» **Work instructions**
Pull out every line of the material below that contains the word "rough". Case counts, so match capital and small letters.

» **Dataset entries**
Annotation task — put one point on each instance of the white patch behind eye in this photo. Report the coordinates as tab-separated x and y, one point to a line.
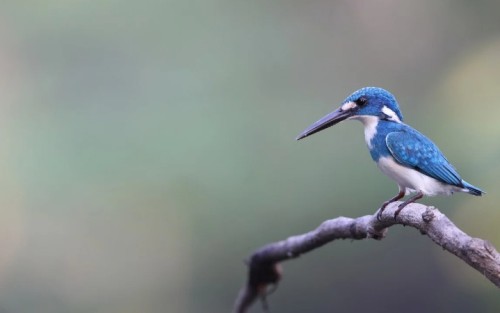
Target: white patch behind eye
348	105
392	115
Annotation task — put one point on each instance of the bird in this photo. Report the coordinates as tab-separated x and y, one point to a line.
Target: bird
400	151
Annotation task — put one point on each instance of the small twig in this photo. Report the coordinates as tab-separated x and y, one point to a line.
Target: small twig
264	269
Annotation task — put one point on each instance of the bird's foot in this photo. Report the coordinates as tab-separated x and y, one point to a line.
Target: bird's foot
381	210
400	207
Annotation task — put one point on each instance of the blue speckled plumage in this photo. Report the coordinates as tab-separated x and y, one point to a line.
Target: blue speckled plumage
401	152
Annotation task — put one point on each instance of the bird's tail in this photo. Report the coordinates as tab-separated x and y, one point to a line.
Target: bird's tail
473	190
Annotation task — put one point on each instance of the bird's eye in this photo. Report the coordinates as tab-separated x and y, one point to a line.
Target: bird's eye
362	101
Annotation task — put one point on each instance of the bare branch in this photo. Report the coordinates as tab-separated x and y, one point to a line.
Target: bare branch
264	267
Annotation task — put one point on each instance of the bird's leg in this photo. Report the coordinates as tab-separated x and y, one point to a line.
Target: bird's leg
419	195
400	195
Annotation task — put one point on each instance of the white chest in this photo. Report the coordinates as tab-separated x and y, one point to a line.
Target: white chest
414	180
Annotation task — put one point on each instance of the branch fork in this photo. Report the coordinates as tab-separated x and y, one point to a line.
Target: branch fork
264	268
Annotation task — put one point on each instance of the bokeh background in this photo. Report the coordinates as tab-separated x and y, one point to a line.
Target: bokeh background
147	148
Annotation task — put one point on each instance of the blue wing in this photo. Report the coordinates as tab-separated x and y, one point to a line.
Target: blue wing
412	149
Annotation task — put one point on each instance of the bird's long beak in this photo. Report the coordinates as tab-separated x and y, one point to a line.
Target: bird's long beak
326	121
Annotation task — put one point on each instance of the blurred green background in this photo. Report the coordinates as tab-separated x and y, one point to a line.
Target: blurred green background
147	148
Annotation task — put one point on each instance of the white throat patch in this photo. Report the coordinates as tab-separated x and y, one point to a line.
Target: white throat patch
370	123
391	114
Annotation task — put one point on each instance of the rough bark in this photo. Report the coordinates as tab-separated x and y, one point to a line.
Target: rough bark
264	269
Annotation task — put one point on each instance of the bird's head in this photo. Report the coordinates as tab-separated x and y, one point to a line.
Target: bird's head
364	103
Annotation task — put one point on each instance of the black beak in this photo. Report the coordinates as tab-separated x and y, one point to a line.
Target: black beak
326	121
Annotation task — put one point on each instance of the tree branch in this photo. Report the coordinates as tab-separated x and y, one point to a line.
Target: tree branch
264	269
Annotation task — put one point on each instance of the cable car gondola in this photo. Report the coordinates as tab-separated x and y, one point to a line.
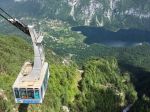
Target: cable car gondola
31	83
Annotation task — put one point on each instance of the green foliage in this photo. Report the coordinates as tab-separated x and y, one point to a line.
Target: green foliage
103	88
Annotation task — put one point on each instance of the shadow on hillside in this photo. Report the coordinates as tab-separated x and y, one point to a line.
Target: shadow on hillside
139	77
23	108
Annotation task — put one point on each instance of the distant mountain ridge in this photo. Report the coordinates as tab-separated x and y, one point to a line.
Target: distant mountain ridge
109	13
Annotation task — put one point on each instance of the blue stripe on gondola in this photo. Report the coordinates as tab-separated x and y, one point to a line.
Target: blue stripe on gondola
28	101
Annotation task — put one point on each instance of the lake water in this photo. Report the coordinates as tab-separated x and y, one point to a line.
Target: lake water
121	38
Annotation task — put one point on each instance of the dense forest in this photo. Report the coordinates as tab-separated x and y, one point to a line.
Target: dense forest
102	85
102	82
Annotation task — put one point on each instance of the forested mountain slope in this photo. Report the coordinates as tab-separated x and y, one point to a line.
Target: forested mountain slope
112	14
100	87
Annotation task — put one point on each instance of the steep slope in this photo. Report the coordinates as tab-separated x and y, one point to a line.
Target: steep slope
101	83
62	86
112	14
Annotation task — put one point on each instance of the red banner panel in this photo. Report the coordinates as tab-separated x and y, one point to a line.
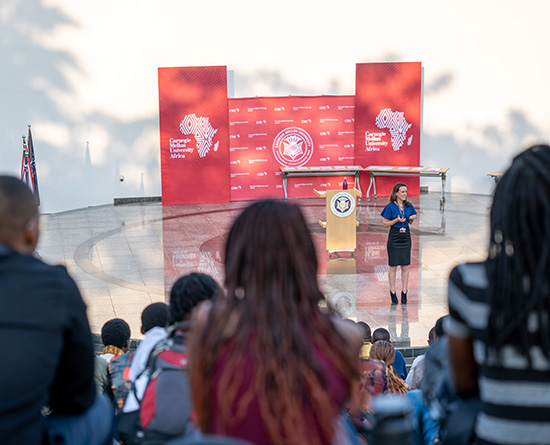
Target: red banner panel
194	137
387	120
267	133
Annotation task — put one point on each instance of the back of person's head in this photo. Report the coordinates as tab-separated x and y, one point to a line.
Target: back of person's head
380	334
273	296
18	215
155	315
384	351
116	332
188	291
365	328
519	255
439	328
271	257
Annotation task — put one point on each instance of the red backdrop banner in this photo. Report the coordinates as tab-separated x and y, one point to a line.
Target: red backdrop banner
387	120
194	137
267	133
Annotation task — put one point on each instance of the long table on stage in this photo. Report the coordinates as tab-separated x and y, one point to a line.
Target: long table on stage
380	170
322	171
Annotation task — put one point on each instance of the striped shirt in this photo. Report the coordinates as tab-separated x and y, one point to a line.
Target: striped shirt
515	397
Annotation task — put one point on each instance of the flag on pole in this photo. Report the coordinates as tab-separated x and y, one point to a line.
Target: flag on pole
28	165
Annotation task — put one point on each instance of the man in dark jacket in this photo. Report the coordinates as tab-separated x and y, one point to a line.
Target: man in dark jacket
45	339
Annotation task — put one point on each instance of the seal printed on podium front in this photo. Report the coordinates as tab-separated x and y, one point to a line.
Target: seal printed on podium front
293	147
342	204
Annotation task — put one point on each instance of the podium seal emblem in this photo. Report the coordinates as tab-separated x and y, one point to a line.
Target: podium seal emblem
342	204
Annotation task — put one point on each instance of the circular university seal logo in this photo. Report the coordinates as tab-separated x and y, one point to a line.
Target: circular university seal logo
343	303
342	204
292	147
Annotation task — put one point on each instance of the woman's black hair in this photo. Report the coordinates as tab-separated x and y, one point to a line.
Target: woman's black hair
518	267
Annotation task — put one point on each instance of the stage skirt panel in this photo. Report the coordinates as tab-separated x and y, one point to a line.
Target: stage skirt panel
399	247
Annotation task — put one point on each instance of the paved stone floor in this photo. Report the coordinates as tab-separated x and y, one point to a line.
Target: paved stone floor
124	257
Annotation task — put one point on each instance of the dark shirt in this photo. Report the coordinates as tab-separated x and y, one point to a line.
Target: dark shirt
45	345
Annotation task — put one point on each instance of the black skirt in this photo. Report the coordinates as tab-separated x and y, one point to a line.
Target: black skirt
399	247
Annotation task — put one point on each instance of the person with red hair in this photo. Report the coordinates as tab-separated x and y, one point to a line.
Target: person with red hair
269	365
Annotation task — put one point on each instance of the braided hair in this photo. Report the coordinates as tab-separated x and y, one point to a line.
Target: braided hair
518	267
384	351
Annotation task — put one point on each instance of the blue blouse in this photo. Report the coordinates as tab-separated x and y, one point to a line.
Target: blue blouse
391	211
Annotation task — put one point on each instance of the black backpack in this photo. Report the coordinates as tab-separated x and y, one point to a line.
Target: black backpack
165	409
119	368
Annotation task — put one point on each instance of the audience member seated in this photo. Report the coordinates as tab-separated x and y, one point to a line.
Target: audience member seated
46	346
399	364
384	351
115	336
499	329
367	340
154	320
426	429
269	365
187	292
415	375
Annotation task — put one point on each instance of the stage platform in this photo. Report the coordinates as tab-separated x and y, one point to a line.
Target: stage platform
125	257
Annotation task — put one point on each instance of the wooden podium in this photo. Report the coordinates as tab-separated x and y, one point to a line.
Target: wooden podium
341	223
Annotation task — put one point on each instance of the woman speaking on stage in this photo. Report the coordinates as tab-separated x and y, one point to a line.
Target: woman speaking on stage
397	215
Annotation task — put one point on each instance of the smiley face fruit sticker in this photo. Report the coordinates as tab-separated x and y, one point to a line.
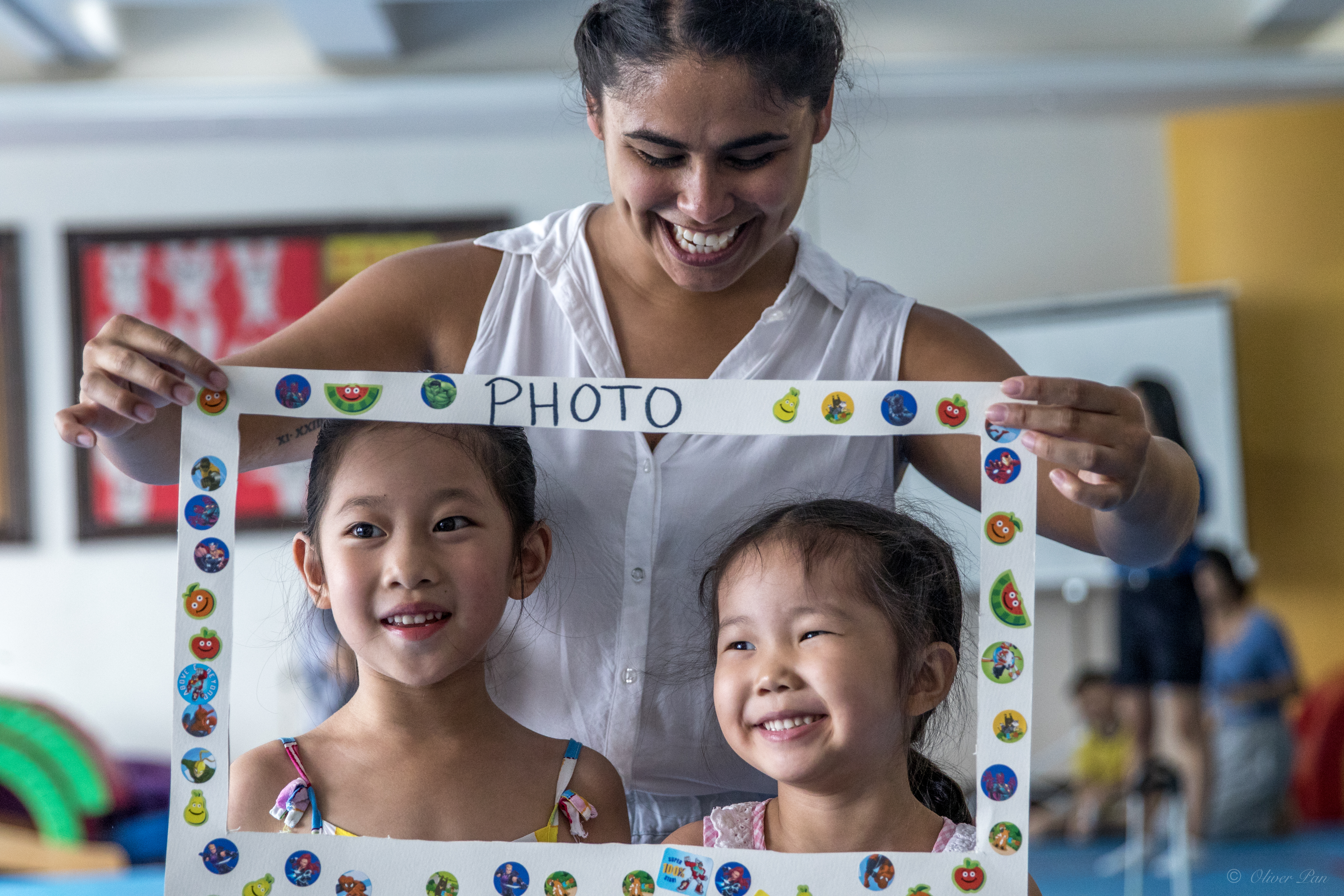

» **Answer below**
Annotation task — put one point on each instance of the rough bark in this photo. Report the coordinates as tab-separated x and y, one point to a line.
Target: rough bark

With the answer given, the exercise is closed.